***** Reading text

As the city grew, so did Hopkins and Bethea. The business was incorporated in 1911, with W.E. Hopkins as president, and the name was changed to Standard Drug Company. "Kimborough's Antiseptic" was a popular product among locals. The product was meant to treat minor cuts and scratches, but most of its popularity was linked to the fact that it included alcohol. Another product branded by Standard Drug–Jamica ginger–was also popular for its alcoholic content during prohibition. The latter, however, left some over-users paralyzed for life with what was dubbed "Jake leg." When Bethea left the company to enroll in Tulane Medical School, a bookkeeper named Ernest A. Morrison bought into the partnership with Hopkins.

The company continued to grow, and by 1919, the company was large enough to warrant a new building. The Meridian Medical College property at 25th Avenue and 6th Street was purchased and demolished, making way for a new three-story building with over 67300 sqft of floor space. In the early 1910s, the company began diversifying and added other products such as cosmetics, school supplies, and children's toys to their profit margin. During World War I, when the rest of the country was experiencing a shortage of quinine (used to treat malaria), Standard Drug was able to keep a steady supply, which allowed them to remain in business and make a great deal of money.

When Hopkins died in 1941, Morrison took over as president of the company, appointing J.L. Hopkins (W.E. Hopkins's son) as vice president and his own son, Edgar H. Morrison, secretary and treasurer. When Morrison died in 1959, J.L. Hopkins took over, and when Hopkins died, Edgar Morrison took over. Edgar Morrison was the final president of the company, presiding over its sell and transfer to Durr-Fillauer Medical out of Montgomery, Alabama.

**********
***** Material provided

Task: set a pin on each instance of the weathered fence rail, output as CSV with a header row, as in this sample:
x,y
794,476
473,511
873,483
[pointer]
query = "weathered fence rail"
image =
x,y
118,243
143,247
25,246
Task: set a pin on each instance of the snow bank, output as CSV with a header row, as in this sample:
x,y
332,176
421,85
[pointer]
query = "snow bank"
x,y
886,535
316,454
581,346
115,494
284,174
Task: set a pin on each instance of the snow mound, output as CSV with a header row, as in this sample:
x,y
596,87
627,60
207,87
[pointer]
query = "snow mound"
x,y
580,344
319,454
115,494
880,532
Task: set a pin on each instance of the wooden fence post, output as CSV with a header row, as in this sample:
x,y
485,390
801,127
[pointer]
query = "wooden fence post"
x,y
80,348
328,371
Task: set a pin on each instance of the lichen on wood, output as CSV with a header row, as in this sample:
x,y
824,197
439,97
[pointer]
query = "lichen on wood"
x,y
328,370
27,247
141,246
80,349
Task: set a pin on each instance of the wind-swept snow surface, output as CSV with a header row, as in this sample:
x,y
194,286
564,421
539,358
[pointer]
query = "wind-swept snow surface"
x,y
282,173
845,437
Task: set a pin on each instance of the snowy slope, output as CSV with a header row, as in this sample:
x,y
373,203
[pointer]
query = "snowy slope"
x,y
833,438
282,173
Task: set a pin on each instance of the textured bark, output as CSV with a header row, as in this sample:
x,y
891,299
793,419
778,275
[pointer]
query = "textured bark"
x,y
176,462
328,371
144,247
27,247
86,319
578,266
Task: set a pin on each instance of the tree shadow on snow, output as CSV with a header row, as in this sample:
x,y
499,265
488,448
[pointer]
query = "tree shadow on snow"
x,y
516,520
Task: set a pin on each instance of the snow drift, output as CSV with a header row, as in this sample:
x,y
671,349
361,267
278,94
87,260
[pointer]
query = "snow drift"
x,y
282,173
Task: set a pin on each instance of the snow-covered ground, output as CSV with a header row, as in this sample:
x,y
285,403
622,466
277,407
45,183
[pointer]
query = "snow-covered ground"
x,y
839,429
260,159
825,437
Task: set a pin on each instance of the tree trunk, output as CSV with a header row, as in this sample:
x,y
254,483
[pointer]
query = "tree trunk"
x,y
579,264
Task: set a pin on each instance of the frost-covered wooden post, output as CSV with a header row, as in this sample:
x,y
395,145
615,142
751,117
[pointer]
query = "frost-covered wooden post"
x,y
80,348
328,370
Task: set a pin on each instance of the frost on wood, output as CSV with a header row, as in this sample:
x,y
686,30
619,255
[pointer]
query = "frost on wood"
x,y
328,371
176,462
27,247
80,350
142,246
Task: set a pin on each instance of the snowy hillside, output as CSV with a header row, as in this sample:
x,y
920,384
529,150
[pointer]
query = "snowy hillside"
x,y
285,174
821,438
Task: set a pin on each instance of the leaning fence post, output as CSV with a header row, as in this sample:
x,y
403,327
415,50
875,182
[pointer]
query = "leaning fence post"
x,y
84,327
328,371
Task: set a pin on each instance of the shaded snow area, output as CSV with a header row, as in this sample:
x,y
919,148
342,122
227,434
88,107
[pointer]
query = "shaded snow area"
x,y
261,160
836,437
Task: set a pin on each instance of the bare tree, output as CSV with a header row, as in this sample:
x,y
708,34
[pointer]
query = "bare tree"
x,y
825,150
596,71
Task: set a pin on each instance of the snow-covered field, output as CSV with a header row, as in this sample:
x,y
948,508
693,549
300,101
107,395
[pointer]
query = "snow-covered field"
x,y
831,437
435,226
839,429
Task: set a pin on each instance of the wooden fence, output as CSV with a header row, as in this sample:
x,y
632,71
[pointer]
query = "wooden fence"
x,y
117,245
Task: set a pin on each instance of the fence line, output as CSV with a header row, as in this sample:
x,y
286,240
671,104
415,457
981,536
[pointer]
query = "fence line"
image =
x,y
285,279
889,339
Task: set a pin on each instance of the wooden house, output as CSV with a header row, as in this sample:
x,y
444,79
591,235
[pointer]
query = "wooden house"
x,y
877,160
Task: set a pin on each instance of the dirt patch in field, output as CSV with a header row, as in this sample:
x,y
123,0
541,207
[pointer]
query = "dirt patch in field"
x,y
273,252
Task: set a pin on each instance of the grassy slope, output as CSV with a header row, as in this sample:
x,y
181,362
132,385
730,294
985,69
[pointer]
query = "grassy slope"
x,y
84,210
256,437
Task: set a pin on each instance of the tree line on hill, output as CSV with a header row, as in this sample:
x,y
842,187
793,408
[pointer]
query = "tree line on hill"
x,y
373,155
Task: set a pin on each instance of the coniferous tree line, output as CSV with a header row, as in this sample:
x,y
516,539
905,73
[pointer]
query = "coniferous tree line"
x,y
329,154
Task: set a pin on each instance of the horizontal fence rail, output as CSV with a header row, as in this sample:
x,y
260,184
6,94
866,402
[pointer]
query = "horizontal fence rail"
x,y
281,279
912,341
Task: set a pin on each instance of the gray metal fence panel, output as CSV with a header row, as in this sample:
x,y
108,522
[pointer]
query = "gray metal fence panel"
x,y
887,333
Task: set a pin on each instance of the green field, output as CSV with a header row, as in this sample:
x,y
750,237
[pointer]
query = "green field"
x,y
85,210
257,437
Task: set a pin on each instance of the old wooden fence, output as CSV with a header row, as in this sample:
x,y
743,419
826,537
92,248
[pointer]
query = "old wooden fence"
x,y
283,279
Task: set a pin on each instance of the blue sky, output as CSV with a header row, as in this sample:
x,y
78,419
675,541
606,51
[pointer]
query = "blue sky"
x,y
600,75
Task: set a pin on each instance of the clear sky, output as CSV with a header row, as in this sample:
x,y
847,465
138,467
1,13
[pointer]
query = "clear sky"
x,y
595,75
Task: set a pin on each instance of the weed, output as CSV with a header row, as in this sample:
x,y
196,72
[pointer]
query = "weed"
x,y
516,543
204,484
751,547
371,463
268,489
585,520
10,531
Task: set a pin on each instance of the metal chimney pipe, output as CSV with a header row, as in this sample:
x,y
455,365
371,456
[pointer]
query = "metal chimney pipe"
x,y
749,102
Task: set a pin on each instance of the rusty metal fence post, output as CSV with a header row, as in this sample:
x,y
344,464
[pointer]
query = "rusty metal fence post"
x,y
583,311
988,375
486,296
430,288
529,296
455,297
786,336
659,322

**********

* About this exercise: Summarize the Standard Drug Company passage in two sentences. The lines above were taken from a separate source.

* Solution to the problem: Incorporated in 1911 with W.E. Hopkins as president, Standard Drug Company sold popular alcohol-containing products such as "Kimborough's Antiseptic," added cosmetics, school supplies, and toys, and kept a steady quinine supply during World War I. By 1919 it needed a new three-story building, and after Hopkins died in 1941 the presidency passed to Ernest A. Morrison, then J.L. Hopkins, and finally Edgar Morrison, who oversaw the company's transfer to Durr-Fillauer Medical of Montgomery, Alabama.